=== Document ===
★ ★ ★

Despite the popularity of its capital, from the outside Hungary doesn’t seem like the easiest place through which to travel. I think for most people, when they think of visiting Hungary, they’re really not sure what to expect. That may be in part because there isn’t a clear, singular cliché to latch onto, be it food, history or culture.
That level of mystery can be enticing for some, myself included, but for many people it can be off-putting. Before I went for my first visit, most of what I had heard of Hungary revolved around spa parties in Budapest. That didn’t particularly interest me, so I had my hesitations, but thankfully there is plenty more to Hungary. So to give you a better idea of what to expect when visiting Hungary, below are some things I think you should know before you go.
1. More than just Budapest
Although it may be the country’s capital city and its biggest tourist destination, there’s plenty more to Hungary than Budapest. This should come as no surprise given how large the country is and yet most visitors only make time or have time for Budapest. Don’t get me wrong, the capital is a downright fascinating destination, an affordable city break and a worthy inclusion on any Europe itinerary.
It’s just that if you want to uncover a little more about Hungary you’re going to look a little further. For starters, there’s other major cities to visit like Szeged, Debrecen and Pecs. Szeged in particular has a great student atmosphere to it and some stunning architecture. Then there’s landlocked Hungary’s alternative to the seaside, Lake Balaton. This vast lake is home to plenty of small waterfront spa towns and offers a novel place to unwind. Let’s not forget all the historic towns that can be strolled through – it is Europe after all! The walled old town of Sopron oozes medieval character and is bound to impress.

★ ★ ★

(Excerpts of location labeling data)
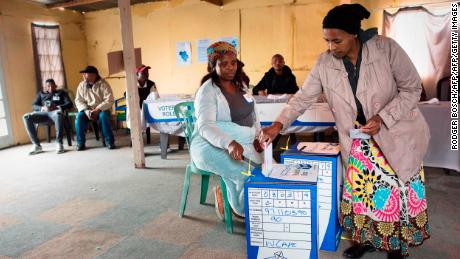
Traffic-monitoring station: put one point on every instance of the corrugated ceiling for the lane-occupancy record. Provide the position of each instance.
(100, 5)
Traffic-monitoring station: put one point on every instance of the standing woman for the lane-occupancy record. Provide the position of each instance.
(226, 126)
(370, 83)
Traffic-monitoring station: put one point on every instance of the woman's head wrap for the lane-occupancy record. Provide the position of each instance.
(346, 17)
(219, 49)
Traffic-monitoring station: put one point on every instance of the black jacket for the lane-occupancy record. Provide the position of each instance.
(275, 84)
(144, 92)
(60, 98)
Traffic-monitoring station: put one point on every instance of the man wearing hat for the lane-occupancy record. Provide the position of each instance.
(94, 100)
(144, 85)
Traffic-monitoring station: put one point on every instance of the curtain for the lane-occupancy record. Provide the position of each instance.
(47, 54)
(425, 36)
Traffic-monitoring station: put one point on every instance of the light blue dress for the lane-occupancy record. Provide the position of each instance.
(214, 131)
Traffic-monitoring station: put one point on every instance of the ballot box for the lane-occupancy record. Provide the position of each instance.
(328, 193)
(281, 217)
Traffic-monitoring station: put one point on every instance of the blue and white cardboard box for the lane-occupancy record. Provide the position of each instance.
(328, 193)
(281, 218)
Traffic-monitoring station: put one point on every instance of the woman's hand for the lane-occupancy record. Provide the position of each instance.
(268, 134)
(372, 126)
(257, 146)
(235, 150)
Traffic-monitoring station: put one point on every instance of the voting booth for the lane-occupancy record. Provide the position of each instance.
(328, 193)
(292, 208)
(281, 218)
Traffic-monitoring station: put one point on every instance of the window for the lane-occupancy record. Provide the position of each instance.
(47, 54)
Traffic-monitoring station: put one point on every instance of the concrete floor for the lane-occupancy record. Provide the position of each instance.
(94, 204)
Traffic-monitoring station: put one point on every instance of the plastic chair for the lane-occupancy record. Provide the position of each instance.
(66, 124)
(120, 112)
(185, 113)
(443, 89)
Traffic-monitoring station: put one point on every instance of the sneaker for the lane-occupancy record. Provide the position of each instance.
(59, 148)
(219, 202)
(35, 150)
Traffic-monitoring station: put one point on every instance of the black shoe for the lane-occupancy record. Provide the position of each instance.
(358, 250)
(395, 255)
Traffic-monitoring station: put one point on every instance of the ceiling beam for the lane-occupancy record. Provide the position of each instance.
(72, 3)
(215, 2)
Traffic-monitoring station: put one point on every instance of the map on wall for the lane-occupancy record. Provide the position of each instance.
(183, 53)
(232, 40)
(201, 50)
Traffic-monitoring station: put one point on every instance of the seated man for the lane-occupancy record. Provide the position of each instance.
(94, 100)
(278, 80)
(48, 106)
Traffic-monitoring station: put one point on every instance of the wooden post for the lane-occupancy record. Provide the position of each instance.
(131, 82)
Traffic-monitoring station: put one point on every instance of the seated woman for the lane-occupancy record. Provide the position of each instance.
(227, 126)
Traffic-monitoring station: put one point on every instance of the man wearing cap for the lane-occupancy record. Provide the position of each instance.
(144, 85)
(278, 80)
(94, 100)
(48, 106)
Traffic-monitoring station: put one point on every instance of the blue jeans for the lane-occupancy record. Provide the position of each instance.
(81, 123)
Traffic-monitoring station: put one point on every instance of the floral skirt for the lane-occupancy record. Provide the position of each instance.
(377, 207)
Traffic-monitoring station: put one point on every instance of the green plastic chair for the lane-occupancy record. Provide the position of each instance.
(185, 113)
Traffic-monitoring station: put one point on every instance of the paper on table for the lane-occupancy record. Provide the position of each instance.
(268, 160)
(431, 101)
(277, 96)
(295, 172)
(319, 147)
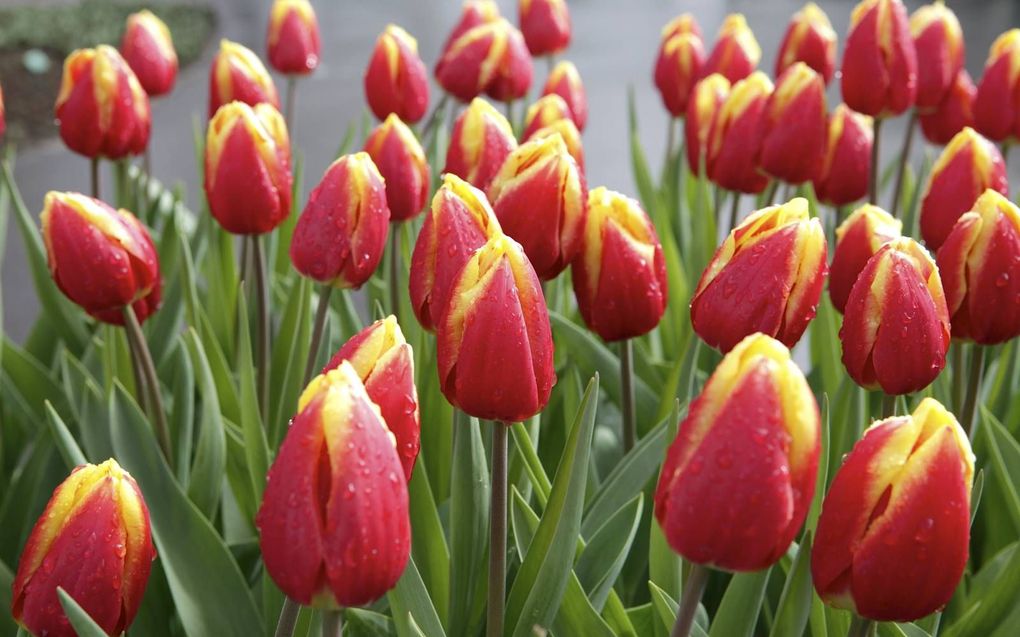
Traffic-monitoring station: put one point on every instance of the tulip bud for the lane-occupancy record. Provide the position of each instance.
(844, 172)
(148, 49)
(979, 264)
(93, 540)
(494, 343)
(735, 53)
(396, 81)
(896, 326)
(879, 63)
(459, 222)
(385, 363)
(810, 39)
(340, 237)
(100, 258)
(334, 524)
(795, 125)
(564, 81)
(402, 161)
(545, 24)
(893, 535)
(766, 277)
(102, 109)
(248, 168)
(738, 479)
(734, 141)
(541, 199)
(968, 166)
(480, 141)
(238, 74)
(619, 275)
(293, 37)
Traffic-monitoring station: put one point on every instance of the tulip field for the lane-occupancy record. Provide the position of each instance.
(458, 389)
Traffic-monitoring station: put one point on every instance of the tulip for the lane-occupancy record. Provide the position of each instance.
(738, 479)
(459, 222)
(809, 39)
(396, 81)
(238, 74)
(340, 236)
(735, 54)
(334, 524)
(102, 109)
(891, 540)
(385, 363)
(795, 125)
(844, 171)
(480, 141)
(545, 24)
(979, 264)
(293, 37)
(248, 168)
(148, 49)
(402, 161)
(94, 541)
(879, 63)
(896, 326)
(857, 240)
(766, 277)
(968, 166)
(541, 199)
(619, 275)
(494, 342)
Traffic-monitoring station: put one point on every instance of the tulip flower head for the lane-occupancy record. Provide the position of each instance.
(738, 479)
(102, 109)
(94, 540)
(893, 536)
(333, 531)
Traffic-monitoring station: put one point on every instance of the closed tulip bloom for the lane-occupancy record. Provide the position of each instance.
(809, 39)
(148, 49)
(893, 535)
(101, 109)
(100, 258)
(293, 37)
(396, 81)
(738, 479)
(766, 277)
(619, 275)
(979, 264)
(494, 342)
(385, 363)
(541, 199)
(248, 168)
(94, 541)
(335, 532)
(340, 237)
(480, 141)
(845, 169)
(459, 222)
(857, 240)
(896, 326)
(969, 165)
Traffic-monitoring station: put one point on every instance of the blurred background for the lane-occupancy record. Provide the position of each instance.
(614, 47)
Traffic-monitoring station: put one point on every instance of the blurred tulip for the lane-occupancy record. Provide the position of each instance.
(248, 168)
(891, 540)
(333, 532)
(93, 540)
(969, 165)
(896, 326)
(738, 479)
(619, 275)
(101, 109)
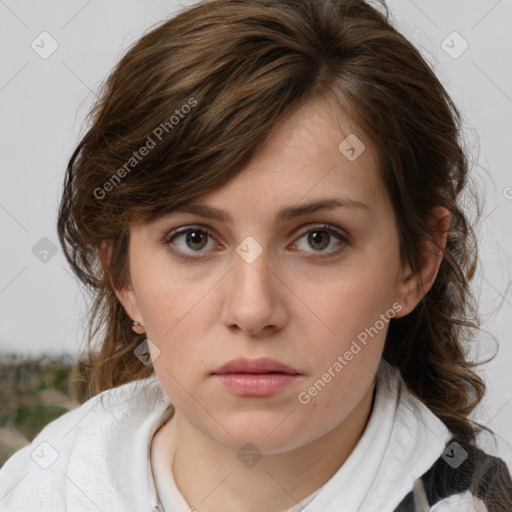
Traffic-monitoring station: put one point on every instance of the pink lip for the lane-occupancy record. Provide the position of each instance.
(255, 377)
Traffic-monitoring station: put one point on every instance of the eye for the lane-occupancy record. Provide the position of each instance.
(321, 237)
(192, 239)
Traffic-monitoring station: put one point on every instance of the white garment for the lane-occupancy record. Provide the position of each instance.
(97, 457)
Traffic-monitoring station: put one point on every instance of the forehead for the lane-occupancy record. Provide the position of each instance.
(315, 153)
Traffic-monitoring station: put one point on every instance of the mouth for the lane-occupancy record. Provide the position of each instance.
(255, 377)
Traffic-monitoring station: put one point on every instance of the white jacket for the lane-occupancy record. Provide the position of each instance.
(97, 457)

★ ★ ★

=== Tasks to carry out ===
1. Echo the part of the Hungary travel piece that begins at the words "That level of" and stops after "any Europe itinerary.".
2. Report every line of the records that contains the word "wearing".
These records have no connection to the Hungary travel piece.

=== Responses by task ===
1.
That level of mystery can be enticing for some, myself included, but for many people it can be off-putting. Before I went for my first visit, most of what I had heard of Hungary revolved around spa parties in Budapest. That didn’t particularly interest me, so I had my hesitations, but thankfully there is plenty more to Hungary. So to give you a better idea of what to expect when visiting Hungary, below are some things I think you should know before you go.
1. More than just Budapest
Although it may be the country’s capital city and its biggest tourist destination, there’s plenty more to Hungary than Budapest. This should come as no surprise given how large the country is and yet most visitors only make time or have time for Budapest. Don’t get me wrong, the capital is a downright fascinating destination, an affordable city break and a worthy inclusion on any Europe itinerary.

2.
Traffic-monitoring station: put one point on every instance of the man wearing hat for the lane-occupancy record. Provide the position of each instance.
Traffic-monitoring station: put one point on every instance of the man wearing cap for the lane-occupancy record. Provide the position of each instance.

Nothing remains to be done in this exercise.